> Prompt
Rewrite the records with "shoe on ground" changed to "boot on ground" wherever it occurs, keeping all other text the same.

[Labeled-object pointing records]
%%
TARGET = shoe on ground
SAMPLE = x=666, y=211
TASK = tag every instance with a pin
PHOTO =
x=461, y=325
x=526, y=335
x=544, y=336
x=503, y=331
%%
> The answer
TARGET = boot on ground
SAMPLE = x=666, y=211
TASK = tag every instance with a pin
PHOTO =
x=461, y=325
x=526, y=335
x=544, y=336
x=503, y=331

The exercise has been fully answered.